>> START Data excerpts

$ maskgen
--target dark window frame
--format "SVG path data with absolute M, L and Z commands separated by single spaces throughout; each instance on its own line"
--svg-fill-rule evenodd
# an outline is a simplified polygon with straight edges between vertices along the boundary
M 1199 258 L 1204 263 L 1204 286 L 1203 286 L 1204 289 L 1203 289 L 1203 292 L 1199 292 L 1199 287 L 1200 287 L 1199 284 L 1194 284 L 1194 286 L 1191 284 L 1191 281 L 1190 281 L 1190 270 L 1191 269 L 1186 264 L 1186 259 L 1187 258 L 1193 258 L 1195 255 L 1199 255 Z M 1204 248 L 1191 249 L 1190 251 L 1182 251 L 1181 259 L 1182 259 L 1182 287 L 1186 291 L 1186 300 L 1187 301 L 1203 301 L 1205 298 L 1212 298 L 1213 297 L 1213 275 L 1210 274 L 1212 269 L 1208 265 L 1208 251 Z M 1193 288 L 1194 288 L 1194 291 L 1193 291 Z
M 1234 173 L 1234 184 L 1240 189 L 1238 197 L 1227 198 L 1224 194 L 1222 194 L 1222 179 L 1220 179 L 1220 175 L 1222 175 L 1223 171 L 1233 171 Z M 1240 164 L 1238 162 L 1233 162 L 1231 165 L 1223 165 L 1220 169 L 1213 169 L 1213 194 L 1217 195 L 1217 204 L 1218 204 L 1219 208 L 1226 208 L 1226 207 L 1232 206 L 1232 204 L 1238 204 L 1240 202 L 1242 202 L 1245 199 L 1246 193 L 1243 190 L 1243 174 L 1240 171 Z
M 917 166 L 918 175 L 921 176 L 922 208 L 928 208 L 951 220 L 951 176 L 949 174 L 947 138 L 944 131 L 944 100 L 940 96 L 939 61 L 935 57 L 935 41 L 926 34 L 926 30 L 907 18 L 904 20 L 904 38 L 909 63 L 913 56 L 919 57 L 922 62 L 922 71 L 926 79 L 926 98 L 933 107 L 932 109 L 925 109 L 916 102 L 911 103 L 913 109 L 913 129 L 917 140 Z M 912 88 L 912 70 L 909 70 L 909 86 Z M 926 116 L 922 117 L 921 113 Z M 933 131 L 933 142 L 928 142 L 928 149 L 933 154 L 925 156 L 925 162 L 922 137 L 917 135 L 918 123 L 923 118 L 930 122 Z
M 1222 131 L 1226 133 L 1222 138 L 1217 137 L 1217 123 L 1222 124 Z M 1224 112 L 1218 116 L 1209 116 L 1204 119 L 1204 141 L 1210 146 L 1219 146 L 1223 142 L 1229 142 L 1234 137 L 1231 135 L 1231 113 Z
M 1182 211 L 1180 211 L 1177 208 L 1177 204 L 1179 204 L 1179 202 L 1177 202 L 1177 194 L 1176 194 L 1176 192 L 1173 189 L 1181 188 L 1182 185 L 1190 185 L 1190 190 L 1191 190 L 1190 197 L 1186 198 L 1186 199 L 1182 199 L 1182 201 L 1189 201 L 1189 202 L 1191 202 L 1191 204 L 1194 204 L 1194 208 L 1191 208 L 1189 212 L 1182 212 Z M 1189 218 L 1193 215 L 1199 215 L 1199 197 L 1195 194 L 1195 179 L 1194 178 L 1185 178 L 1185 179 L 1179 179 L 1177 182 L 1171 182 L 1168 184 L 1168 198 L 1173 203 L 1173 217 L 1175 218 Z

>> END Data excerpts

# Objective
Copy all of the data above, reproducing every line without any changes.

# Exercise output
$ maskgen
--target dark window frame
--format "SVG path data with absolute M, L and Z commands separated by single spaces throughout; each instance on its own line"
--svg-fill-rule evenodd
# an outline is a simplified polygon with straight edges between vertices along the boundary
M 1199 258 L 1204 263 L 1204 286 L 1203 286 L 1204 289 L 1203 289 L 1203 292 L 1199 292 L 1199 287 L 1200 287 L 1199 284 L 1194 284 L 1194 286 L 1191 284 L 1191 281 L 1190 281 L 1190 270 L 1191 269 L 1186 264 L 1186 259 L 1187 258 L 1193 258 L 1195 255 L 1199 255 Z M 1204 248 L 1191 249 L 1190 251 L 1182 251 L 1181 259 L 1182 259 L 1182 287 L 1186 291 L 1186 300 L 1187 301 L 1203 301 L 1205 298 L 1212 298 L 1213 297 L 1213 275 L 1210 274 L 1212 269 L 1208 265 L 1208 251 Z M 1193 288 L 1194 288 L 1194 291 L 1193 291 Z
M 1234 173 L 1234 184 L 1240 189 L 1238 197 L 1227 198 L 1224 194 L 1222 194 L 1222 179 L 1220 179 L 1220 175 L 1222 175 L 1223 171 L 1233 171 Z M 1240 164 L 1238 162 L 1233 162 L 1231 165 L 1223 165 L 1220 169 L 1213 169 L 1213 194 L 1217 195 L 1217 204 L 1218 204 L 1219 208 L 1226 208 L 1226 207 L 1232 206 L 1232 204 L 1238 204 L 1240 202 L 1242 202 L 1245 199 L 1246 193 L 1243 190 L 1243 174 L 1240 171 Z
M 917 166 L 918 175 L 921 176 L 922 208 L 928 208 L 951 220 L 951 176 L 949 174 L 947 138 L 944 131 L 944 100 L 940 96 L 939 61 L 935 57 L 935 41 L 926 34 L 926 30 L 907 18 L 904 20 L 904 38 L 909 63 L 913 56 L 919 57 L 922 62 L 922 71 L 926 79 L 926 98 L 933 107 L 932 109 L 925 109 L 916 102 L 911 103 L 913 109 L 913 129 L 917 140 Z M 912 88 L 912 70 L 909 70 L 909 86 Z M 926 116 L 922 117 L 921 113 Z M 933 131 L 933 142 L 928 142 L 928 149 L 933 154 L 925 156 L 925 162 L 922 137 L 917 135 L 918 123 L 923 118 L 930 122 Z
M 1222 131 L 1226 133 L 1222 138 L 1217 137 L 1217 123 L 1222 124 Z M 1224 112 L 1218 116 L 1209 116 L 1204 119 L 1204 141 L 1210 146 L 1219 146 L 1223 142 L 1229 142 L 1234 137 L 1231 135 L 1231 113 Z
M 1182 211 L 1180 211 L 1177 208 L 1177 204 L 1179 204 L 1179 202 L 1177 202 L 1177 194 L 1176 194 L 1176 192 L 1173 189 L 1181 188 L 1182 185 L 1190 185 L 1190 190 L 1191 190 L 1190 197 L 1186 198 L 1186 199 L 1182 199 L 1182 201 L 1189 201 L 1189 202 L 1191 202 L 1191 204 L 1194 204 L 1194 208 L 1191 208 L 1189 212 L 1182 212 Z M 1189 218 L 1193 215 L 1199 215 L 1199 197 L 1195 194 L 1195 179 L 1194 178 L 1185 178 L 1185 179 L 1179 179 L 1177 182 L 1171 182 L 1168 184 L 1168 198 L 1173 203 L 1173 217 L 1175 218 Z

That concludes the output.